→ **WHAT YOU HAVE TO DO**:
This exercise calls for copying every line below that holds the word "shore".

Top of TASK MATERIAL

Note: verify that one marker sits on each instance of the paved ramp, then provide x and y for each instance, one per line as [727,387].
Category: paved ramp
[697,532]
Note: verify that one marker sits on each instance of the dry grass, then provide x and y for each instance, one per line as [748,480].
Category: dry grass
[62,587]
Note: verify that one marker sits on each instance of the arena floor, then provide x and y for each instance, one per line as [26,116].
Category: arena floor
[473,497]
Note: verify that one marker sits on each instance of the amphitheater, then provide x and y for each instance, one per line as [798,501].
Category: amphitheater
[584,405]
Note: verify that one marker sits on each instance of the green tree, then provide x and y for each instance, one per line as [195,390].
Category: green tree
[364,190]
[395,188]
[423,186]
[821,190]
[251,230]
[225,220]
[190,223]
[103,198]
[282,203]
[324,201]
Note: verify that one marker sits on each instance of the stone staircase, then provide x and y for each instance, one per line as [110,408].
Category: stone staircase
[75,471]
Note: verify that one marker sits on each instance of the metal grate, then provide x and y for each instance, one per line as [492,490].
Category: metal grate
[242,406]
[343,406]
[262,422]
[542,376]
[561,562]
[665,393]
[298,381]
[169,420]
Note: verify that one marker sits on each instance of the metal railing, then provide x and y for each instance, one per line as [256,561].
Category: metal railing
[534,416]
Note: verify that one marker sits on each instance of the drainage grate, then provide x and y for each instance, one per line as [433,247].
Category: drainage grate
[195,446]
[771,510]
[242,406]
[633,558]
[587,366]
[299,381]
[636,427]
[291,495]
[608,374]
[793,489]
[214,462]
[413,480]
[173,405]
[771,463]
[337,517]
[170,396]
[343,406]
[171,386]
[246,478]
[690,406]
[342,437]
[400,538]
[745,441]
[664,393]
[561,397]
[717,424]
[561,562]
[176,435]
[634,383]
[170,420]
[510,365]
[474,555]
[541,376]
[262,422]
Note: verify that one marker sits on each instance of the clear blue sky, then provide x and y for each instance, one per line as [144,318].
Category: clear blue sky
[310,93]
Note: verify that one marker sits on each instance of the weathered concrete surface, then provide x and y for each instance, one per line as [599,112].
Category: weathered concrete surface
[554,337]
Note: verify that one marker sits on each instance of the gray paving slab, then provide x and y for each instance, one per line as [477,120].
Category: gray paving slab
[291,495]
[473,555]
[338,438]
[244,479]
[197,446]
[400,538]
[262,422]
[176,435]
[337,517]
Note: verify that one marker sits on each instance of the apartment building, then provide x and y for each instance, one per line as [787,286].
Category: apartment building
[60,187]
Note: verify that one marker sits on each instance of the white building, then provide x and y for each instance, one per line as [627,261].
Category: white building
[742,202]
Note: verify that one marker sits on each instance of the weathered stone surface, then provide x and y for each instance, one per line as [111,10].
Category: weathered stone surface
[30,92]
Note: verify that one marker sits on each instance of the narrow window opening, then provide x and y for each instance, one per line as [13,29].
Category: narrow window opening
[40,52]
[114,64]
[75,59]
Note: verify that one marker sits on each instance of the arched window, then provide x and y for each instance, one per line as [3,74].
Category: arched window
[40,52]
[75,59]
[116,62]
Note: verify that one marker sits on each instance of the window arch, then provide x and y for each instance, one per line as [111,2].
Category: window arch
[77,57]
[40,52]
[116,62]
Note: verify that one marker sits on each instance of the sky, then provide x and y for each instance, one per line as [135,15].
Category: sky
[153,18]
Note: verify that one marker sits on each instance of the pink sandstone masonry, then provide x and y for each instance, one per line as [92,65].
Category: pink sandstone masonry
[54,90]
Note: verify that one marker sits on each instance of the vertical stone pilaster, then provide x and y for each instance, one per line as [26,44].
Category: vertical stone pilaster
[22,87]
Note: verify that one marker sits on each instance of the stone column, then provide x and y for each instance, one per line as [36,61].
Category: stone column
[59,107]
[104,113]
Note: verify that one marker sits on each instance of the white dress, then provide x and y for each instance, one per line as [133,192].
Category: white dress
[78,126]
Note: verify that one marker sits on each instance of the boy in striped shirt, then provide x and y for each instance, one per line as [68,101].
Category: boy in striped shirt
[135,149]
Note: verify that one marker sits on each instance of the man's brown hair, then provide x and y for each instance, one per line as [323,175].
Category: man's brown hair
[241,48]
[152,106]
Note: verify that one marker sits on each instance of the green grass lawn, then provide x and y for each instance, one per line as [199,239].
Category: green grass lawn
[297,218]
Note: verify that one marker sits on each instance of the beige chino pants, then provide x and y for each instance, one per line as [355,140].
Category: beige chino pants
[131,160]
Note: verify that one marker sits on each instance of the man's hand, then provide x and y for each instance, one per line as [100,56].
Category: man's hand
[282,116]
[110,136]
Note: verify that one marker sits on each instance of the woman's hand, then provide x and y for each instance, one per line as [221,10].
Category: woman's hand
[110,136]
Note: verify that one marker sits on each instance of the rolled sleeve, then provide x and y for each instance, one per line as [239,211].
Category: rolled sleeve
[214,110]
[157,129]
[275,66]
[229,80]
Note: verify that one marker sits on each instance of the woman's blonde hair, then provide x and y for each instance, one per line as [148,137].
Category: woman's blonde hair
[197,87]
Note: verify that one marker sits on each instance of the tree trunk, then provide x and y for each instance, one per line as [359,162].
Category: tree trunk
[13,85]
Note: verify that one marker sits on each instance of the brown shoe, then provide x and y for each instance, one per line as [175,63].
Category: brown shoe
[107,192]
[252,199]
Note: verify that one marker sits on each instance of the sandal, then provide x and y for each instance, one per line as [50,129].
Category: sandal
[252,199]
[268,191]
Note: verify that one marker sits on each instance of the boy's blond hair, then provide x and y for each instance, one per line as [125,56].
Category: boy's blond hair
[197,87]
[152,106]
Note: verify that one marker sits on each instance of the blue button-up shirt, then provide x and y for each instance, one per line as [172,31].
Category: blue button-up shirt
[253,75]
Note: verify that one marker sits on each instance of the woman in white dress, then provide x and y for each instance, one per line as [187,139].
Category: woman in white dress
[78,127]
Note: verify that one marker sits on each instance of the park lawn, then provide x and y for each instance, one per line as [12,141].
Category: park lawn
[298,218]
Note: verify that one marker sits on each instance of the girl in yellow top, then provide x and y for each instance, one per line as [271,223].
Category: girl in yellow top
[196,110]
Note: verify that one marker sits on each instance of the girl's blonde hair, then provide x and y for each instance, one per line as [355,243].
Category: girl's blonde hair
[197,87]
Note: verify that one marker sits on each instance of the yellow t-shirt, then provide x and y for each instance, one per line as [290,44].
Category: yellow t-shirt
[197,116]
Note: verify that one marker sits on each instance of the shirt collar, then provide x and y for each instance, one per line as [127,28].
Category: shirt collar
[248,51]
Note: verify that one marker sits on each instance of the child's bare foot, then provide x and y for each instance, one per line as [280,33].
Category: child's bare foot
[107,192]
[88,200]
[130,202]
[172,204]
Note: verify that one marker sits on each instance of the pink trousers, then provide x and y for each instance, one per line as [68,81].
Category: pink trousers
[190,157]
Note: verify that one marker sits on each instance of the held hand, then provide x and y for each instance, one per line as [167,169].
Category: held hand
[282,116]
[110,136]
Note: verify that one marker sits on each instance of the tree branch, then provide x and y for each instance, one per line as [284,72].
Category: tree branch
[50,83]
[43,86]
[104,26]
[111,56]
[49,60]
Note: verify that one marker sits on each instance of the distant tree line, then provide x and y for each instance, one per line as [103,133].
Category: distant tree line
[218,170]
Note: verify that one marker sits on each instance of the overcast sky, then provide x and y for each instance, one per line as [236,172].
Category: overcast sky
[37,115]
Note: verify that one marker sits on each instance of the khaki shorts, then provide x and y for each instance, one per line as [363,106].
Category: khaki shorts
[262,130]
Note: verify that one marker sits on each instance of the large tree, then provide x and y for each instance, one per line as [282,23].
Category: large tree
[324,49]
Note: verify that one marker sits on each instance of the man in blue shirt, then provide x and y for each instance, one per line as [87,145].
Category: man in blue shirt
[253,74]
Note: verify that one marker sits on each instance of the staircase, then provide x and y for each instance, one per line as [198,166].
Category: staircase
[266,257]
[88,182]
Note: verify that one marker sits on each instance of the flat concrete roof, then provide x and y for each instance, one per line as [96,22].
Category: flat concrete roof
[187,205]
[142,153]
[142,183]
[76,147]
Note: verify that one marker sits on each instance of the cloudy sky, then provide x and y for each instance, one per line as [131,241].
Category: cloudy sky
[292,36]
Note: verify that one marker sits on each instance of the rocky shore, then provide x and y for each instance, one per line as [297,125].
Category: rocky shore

Bottom of TASK MATERIAL

→ **RESULT OF THIS TASK**:
Note: verify that one marker sits on each instance of the rocky shore, then provide x and y for each instance, one per line as [297,125].
Category: rocky shore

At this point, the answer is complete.